WHAT IS REQUIRED
Repeat each record exactly as written, and drop any images.

EXTRACTED INFORMATION

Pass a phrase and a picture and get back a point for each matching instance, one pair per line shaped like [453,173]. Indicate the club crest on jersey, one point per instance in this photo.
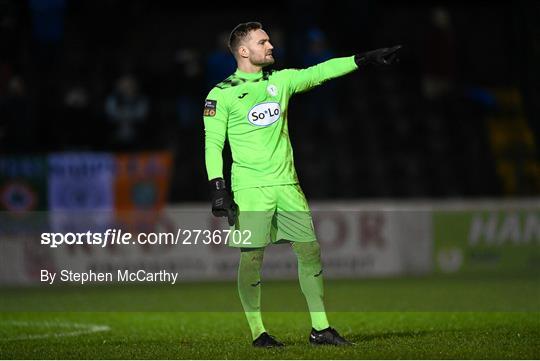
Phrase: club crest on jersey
[264,114]
[210,108]
[272,90]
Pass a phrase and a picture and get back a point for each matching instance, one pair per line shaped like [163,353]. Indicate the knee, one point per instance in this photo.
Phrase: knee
[307,252]
[253,256]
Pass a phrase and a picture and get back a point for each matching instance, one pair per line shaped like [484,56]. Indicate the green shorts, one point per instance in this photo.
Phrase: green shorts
[272,214]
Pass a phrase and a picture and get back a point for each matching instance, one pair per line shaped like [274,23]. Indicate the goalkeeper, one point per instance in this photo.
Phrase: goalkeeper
[250,107]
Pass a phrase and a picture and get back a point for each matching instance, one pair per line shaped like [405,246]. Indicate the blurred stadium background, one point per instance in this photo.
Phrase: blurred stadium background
[429,168]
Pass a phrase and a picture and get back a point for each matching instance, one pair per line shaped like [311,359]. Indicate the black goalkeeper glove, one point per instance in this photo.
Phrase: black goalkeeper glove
[222,201]
[383,56]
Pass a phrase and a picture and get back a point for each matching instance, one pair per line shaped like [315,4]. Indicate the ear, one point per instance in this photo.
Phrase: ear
[243,51]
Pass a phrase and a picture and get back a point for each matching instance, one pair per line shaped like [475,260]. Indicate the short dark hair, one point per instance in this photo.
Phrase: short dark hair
[240,32]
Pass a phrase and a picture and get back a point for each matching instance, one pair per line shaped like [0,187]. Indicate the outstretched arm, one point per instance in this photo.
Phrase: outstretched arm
[304,79]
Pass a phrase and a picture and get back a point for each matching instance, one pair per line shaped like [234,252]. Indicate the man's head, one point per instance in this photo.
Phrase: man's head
[250,43]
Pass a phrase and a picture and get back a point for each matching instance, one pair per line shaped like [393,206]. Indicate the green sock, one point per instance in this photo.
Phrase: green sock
[249,288]
[311,281]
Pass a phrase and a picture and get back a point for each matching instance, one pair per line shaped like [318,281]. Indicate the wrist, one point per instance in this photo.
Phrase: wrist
[217,184]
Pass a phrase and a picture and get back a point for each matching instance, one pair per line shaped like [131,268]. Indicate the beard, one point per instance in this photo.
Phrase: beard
[263,61]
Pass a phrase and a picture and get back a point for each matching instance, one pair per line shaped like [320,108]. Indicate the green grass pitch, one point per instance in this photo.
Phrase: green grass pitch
[405,318]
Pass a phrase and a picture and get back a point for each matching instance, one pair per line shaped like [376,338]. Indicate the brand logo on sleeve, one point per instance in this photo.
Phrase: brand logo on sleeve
[272,90]
[264,114]
[210,107]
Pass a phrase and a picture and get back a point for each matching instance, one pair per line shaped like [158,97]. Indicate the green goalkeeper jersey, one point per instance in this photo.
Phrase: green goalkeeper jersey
[251,110]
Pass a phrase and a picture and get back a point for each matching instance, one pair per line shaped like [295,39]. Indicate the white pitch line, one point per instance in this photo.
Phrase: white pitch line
[80,329]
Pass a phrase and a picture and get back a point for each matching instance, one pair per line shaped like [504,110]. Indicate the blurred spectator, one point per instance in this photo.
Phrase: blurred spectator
[77,123]
[439,55]
[127,110]
[17,128]
[220,63]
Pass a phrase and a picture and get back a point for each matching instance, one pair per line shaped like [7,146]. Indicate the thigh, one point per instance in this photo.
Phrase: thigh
[256,207]
[293,217]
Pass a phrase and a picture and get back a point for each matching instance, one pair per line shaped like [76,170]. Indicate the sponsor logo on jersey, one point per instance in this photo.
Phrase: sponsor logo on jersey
[272,90]
[264,114]
[210,108]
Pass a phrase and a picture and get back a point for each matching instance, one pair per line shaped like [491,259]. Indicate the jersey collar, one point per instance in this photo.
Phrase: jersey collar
[248,76]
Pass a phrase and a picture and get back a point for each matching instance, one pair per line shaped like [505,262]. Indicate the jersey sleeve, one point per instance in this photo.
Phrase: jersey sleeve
[300,80]
[215,116]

RESULT OF THIS EXERCISE
Pass a phrase and a picture and get back a point for each matching instance, one pair per line shaped like [453,173]. Indicate the club crest on jersey, one point per instance in this photo.
Phrase: club crest on jersey
[264,114]
[210,108]
[272,90]
Pass a phrase and a picture and get back a point for each matching instance, one pair per line shaped like [163,353]. Indicate the knee, one point per instance in this photo.
Phrase: knee
[307,252]
[253,256]
Pass a phrase and a picture and get back a point for each matching instance, one pair per line shaped like [484,56]. Indicate the green shorts, one point per instance in this photo.
Phrase: green shorts
[272,214]
Pass a phrase and a picture and get back a point for each matching instance, one pair per line shaped like [274,23]. Indicate the goalkeeper, one point per instance in this photo.
Phrase: goalkeeper
[250,107]
Pass a phrase and a picture and get back a point for each matching instance, one pair per line shaped like [405,246]. Indicate the blurred stadium background, one point per instance in this photo.
Phrase: blurred stadium background
[429,168]
Pass a phrase and a picture and get back a point for each matching instance, one pair per line shaped like [311,359]. Indicate the black goalkeeper glove, one point per instance in this photo.
Phrase: black goalkeeper glove
[222,201]
[383,56]
Pass a phrase and a picture and get back a point for each matching instance, one pair per line shaped like [315,4]. Indicate the ear, one point per instance in this photo.
Phrase: ear
[243,51]
Pass a phrase and a picture and get back a point for each matching instance, one pair per line shaped like [475,260]. Indicate the short dark hair, one point per instance in this photo.
Phrase: short dark hair
[240,32]
Pass a phrase and a picture and get back a point for each matching instance, one pair per line shaped like [0,187]. Indicate the outstretched arm, one point per instance in this photo.
Phrase: outstretched arm
[304,79]
Pass a phrase and a picture and get back a point for each matching instance, one pair per line shaped like [234,252]. Indicate the man's head, one point per instance in this photo.
Phrase: man's head
[250,43]
Pass a phrase and a picture and get back a point for each matching instance, one pair per line shaped like [393,206]. Indicate the green sock, one point per instance in this photo.
Phrase: green sock
[249,288]
[311,281]
Pass a phrase and a picture and get back a point for each matching instance, one pair per line shaped like [318,281]. Indicate the wrist, one point per instance in this photo.
Phrase: wrist
[217,184]
Pass a phrase and a picture and get back a point for each matching instance, one pair per line shaped like [131,268]. Indicate the beard, one point per instance in this photo.
Phrase: beard
[263,61]
Pass a phrase and a picture and get back a point for each matching instance, one pair per line shaped like [320,108]. Indicate the green grass pitch, one point per instance in this photo.
Phrase: green grass pitch
[405,318]
Pass a phrase and a picture and get back a point for each matching instance, one pair per line shaped like [376,338]. Indicate the brand logo on sleeve, one point per instance in this photo.
Phrase: brand logo on sleeve
[272,90]
[264,114]
[210,107]
Pass a phrase and a picture and get back a point for each matching instance, one pair per line shaped like [158,97]. Indicate the green goalkeeper jersey, one point per instance in this photo.
Phrase: green goalkeeper jersey
[251,110]
Pass a phrase and a picture and get back a point for each matching instance, one pair per line shaped like [295,39]. Indicate the white pitch line, one point per instance in this photo.
Phrase: white pitch line
[80,329]
Pass a phrase and a picture and get back a point for each matching instance, one pair per line shaped like [504,110]. Indicate the blurred spectator, one point per instance in this photo.
Phrase: blurred spectator
[77,123]
[439,55]
[127,110]
[17,128]
[220,63]
Pass a phrase and a picture and get back a point for each matching instance, one pair per line shaped like [7,146]. Indicate the thigh, one point per instance in this photo.
Phrase: thigh
[256,207]
[293,217]
Pass a phrase and a picture and get back a point for each matching instance, one pair per line shaped like [76,170]. Indicate the sponsor logo on jersey, one point per instance in this photo.
Phrase: sponsor logo on jersey
[272,90]
[264,114]
[210,108]
Pass a phrase and a picture and get back a point for each matching instance, one pair per line shaped like [491,259]. Indicate the jersey collar, one point per instance in this photo.
Phrase: jersey collar
[248,76]
Pass a phrase and a picture and get back a point for each matching instance, one pair per line shaped like [505,262]. Indicate the jersey sleeve, one point per instance in this photo.
Phrase: jersey sleeve
[300,80]
[215,116]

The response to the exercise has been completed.